THE TASK: Can you write out every one of the items below word for word, without changing anything?

# # # #

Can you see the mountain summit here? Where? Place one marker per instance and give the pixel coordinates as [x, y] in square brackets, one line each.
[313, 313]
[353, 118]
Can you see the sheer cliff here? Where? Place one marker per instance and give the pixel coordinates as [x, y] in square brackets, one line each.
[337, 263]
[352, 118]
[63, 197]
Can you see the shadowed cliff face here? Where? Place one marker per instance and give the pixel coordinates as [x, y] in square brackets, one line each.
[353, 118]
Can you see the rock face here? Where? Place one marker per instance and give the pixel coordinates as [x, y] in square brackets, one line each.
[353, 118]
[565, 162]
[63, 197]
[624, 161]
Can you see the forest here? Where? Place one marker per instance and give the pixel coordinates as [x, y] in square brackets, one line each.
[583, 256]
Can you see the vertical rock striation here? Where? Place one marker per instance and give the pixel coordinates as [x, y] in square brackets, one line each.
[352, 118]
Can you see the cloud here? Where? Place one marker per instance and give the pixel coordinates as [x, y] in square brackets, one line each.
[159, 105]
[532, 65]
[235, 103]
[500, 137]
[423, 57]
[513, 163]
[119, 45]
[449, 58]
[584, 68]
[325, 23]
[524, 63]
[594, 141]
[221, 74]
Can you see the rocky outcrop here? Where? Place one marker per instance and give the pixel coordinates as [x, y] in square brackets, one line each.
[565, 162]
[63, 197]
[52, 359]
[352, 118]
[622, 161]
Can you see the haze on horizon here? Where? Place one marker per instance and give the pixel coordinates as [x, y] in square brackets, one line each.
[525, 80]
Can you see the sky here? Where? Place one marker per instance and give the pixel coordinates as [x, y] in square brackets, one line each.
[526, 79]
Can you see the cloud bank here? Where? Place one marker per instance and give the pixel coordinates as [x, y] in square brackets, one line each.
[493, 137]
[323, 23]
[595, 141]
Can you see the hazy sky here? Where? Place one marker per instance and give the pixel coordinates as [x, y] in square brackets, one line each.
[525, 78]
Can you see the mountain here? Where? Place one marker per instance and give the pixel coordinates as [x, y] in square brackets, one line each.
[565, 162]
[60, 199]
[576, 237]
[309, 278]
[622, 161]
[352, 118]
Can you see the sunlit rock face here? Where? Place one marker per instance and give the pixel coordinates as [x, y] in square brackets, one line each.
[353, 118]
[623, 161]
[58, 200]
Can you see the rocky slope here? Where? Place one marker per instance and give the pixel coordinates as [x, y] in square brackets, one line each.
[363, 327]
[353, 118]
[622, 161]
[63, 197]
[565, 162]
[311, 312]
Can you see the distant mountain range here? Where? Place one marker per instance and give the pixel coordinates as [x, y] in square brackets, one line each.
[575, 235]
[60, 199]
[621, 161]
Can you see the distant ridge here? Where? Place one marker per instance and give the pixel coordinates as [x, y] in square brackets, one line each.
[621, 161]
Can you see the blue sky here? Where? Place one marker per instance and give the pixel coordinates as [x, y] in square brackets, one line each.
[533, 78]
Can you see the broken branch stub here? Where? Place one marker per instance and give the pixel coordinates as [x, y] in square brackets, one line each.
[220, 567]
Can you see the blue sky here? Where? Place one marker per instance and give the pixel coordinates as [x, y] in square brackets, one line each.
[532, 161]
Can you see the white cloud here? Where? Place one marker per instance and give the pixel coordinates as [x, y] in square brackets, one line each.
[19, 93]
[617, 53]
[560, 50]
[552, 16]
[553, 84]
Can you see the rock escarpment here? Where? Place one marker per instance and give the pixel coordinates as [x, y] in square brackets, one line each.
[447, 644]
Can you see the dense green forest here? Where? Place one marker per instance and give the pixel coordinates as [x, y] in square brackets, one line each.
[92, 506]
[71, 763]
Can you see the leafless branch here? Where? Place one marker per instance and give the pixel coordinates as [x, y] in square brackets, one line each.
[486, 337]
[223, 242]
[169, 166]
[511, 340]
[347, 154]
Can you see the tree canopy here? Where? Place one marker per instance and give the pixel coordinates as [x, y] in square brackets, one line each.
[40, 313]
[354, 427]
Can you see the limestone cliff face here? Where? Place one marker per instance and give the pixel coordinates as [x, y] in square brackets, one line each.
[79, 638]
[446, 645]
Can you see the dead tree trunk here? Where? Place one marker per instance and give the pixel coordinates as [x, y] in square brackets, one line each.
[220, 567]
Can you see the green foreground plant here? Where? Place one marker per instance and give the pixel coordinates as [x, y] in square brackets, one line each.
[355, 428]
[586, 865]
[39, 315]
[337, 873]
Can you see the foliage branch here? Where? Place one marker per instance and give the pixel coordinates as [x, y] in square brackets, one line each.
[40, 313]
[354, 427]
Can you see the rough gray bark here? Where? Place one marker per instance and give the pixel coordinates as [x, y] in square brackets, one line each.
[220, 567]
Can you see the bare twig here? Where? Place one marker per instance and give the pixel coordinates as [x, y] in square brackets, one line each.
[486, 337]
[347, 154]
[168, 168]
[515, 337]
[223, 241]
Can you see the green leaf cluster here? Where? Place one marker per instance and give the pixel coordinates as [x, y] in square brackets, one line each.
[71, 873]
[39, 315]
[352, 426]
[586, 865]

# # # #

FINAL RESULT:
Can you see the mountain summit here? Where? Place one marker per instance and give the pixel coordinates as [x, y] in square brackets, one line each.
[313, 313]
[353, 118]
Can you see the sheer cliff here? Where? Place one marker per instance and give the pixel coordinates as [x, y] in square brackets, one line each.
[337, 263]
[352, 118]
[63, 197]
Can you see the shadowed cliff face here? Where? Place one marker per instance and give the pixel coordinates as [x, y] in square brackets, one line each.
[353, 118]
Can you see the rock face here? Where? Place one marker per instance and give the pixel coordinates as [x, y] in square brackets, one line each.
[353, 118]
[565, 162]
[63, 197]
[624, 161]
Can you see the forest here? Where? Place one marker per instance and give the pixel coordinates as [x, y] in square brackets, one line each.
[583, 256]
Can you see the vertical rock striation here? Where? Place one marker per instance and give the pixel coordinates as [x, y] in square brackets, one line each.
[352, 118]
Can you see the cloud here? Where? Place one marker per instance and give the pixel coordinates as [x, y] in square brackets, one line each.
[159, 105]
[532, 65]
[235, 103]
[500, 137]
[423, 57]
[513, 163]
[119, 45]
[449, 58]
[584, 68]
[325, 23]
[524, 63]
[594, 141]
[221, 74]
Can you see the rocky outcrop here? Where? Place one marker per instance and give the pixel coordinates as [x, y] in square brackets, one line each.
[565, 162]
[63, 197]
[52, 359]
[352, 118]
[622, 161]
Can you see the haze on horizon here? Where? Place one marker per instance and give the pixel coordinates as [x, y] in square brackets, one line each.
[525, 80]
Can you see the sky here? Where? Place one marker per instance and give the pixel coordinates as [x, y] in square brackets, one line each.
[526, 79]
Can you see the cloud bank here? Where? Place one marker per instance and give the pixel coordinates as [x, y] in square brackets, one line each.
[493, 137]
[323, 23]
[595, 141]
Can you see the hazy sky here? Where? Place one marker per instance and give the pixel coordinates as [x, y] in square brackets, one line each.
[525, 78]
Can you see the mountain here? Where? Place one marker per instance and give the pixel coordinates as [x, y] in square brackets, one line each.
[565, 162]
[60, 199]
[576, 237]
[309, 278]
[622, 161]
[352, 118]
Can you see the sunlit rock face here? Where? Place one marker per instance and give the pixel coordinates as [x, y] in square brackets, one line each.
[353, 118]
[623, 161]
[58, 200]
Can you see the rocky slope here? Where? Place one marker per instance and give the pixel coordinates as [x, y] in square brackets, one line each.
[363, 327]
[353, 118]
[622, 161]
[63, 197]
[565, 162]
[311, 312]
Can you see the distant mountain range here? Where? Place one marker per instance and give the pixel coordinates as [x, y] in square brackets, one line each.
[575, 235]
[60, 199]
[621, 161]
Can you see the distant ridge here? Where? Place one marker per instance and give the pixel coordinates as [x, y] in square brackets, one line each.
[621, 161]
Can you see the blue sky here? Where? Place one marker per instance and give the pixel coordinates as [x, y] in square brackets, one line each.
[533, 78]
Can you see the broken branch stub here? Where? Place one marker per instance and give the pixel coordinates as [x, y] in square brackets, one line each.
[220, 567]
Can you see the blue sky here? Where? Place one marker per instance and give the pixel coordinates as [x, y] in square brackets, one line each.
[532, 161]
Can you see the white cloud here? Where? Place one marker per instance and give the pixel coordinates as [x, y] in square brackets, one line each.
[19, 93]
[617, 53]
[560, 50]
[552, 16]
[553, 84]
Can you see the rock escarpment here? Where? Place one marker per instance and give the pixel coordinates as [x, y] in square brackets, one line each.
[447, 644]
Can you see the dense green forest here? Where? Place one marker per instance and give the pixel coordinates as [x, y] in square brackets, one line each.
[92, 506]
[71, 763]
Can you see the leafless branch here? Where? Place one marker per instance and give the pixel coordinates as [x, y] in square brackets, one line each.
[486, 337]
[223, 242]
[169, 166]
[511, 340]
[347, 154]
Can you see the tree canopy here? Where? Place one marker per instance and give the pixel coordinates as [x, y] in square brackets, one line each.
[40, 313]
[354, 427]
Can you see the limestone cliff face here? Where? Place one marker per instance and give the pixel coordinates as [x, y] in square brackets, one line each.
[79, 638]
[446, 645]
Can you see the dead tree trunk here? Where? Place one marker per instance and give the pixel coordinates as [x, y] in square brackets, one line each.
[220, 567]
Can you see the green foreground plant here? Where? Place one marker per instance and give the pixel coordinates as [x, y] in square brackets, one line each.
[355, 428]
[586, 865]
[39, 315]
[337, 873]
Can you see the foliage branch here? Where? Place one marker per instance and give the pixel coordinates as [x, y] in square brackets, one line each.
[40, 313]
[354, 427]
Can you see the rough gray bark here? Where? Place one marker per instance and give the pixel coordinates as [x, y] in square brackets, one line each.
[220, 567]
Can you see the bare twig here? Where? Place one marker per instance and give the pixel coordinates as [x, y] in square brackets, one line each.
[486, 337]
[347, 154]
[168, 168]
[515, 337]
[223, 241]
Can you see the green leaf cluster here? Where? Place one marker per instance and give the pixel coordinates as [x, y] in square brackets, one line each.
[71, 873]
[39, 315]
[352, 426]
[586, 865]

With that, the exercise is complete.